(Beginning of Passage to read)
I have resisted playdates for the past couple of months.
Obviously they’re great when you’re off-loading your kids to another parent with the words: ‘See you later. Good luck!’ ringing in their ears. But hosting them is a different matter.
Or hosting boys is a different matter.
I’ve always thought of my seven year-old son as a boys’ boy. He likes to get stuck in, charge around like a maniac, and scream at the top of his voice pretending to be a velociraptor or Kung Fu Panda. And his mates – as well brought-up and polite they are – are the same.
Chaotic. All that dormant testosterone, pent up, waiting to erupt. Mini-Vesuviuses.
But lately, I’ve noticed he’s started to withdraw into himself. And on the odd occasion I’ve seen him in the playground, he has seemed even more reserved.
‘I’m worried about him,’ I told his Mum. ‘He won’t talk to me about what’s up. Can you have a word? Take him out for a hot chocolate. Prise it out of him.’
And so she did.
(End of Passage to read)
[Exercise directions] Decide whether each statement agrees with the passage about playdates, answering yes or no and quoting the deciding words: (a) The writer has been avoiding playdates for the past couple of months. (b) The writer's son is nine years old. (c) The writer suggested that the boy's mother take him out for a hot chocolate.
(Beginning of Dataset records)
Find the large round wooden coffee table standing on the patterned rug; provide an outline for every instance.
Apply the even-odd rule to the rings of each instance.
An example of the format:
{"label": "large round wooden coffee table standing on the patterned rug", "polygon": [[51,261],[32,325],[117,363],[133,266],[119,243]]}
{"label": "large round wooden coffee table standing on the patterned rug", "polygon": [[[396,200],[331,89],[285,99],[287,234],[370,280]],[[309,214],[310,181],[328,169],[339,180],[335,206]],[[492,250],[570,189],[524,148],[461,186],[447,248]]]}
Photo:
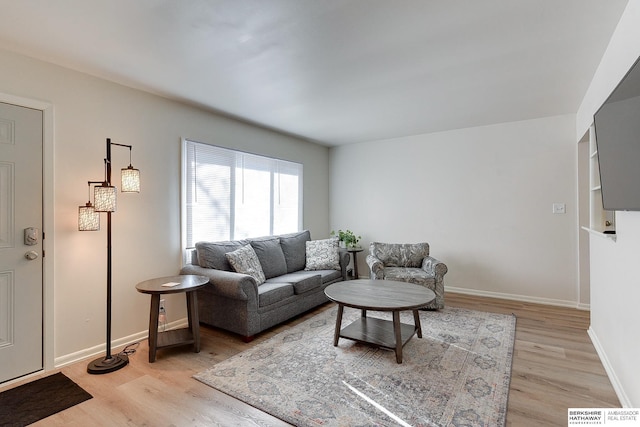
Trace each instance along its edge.
{"label": "large round wooden coffee table standing on the patterned rug", "polygon": [[[402,363],[402,347],[414,334],[422,338],[422,327],[418,309],[433,301],[436,295],[432,290],[413,283],[392,280],[349,280],[327,286],[324,290],[331,301],[338,304],[336,331],[333,345],[340,338],[377,345],[395,350],[396,362]],[[342,327],[344,307],[362,310],[359,319]],[[367,317],[367,310],[390,311],[393,321]],[[413,311],[414,325],[400,323],[400,312]]]}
(End of Dataset records)
[Output of the task]
(a) Yes: "I have resisted playdates for the past couple of months."
(b) No: "my seven year-old son"
(c) Yes: "Take him out for a hot chocolate."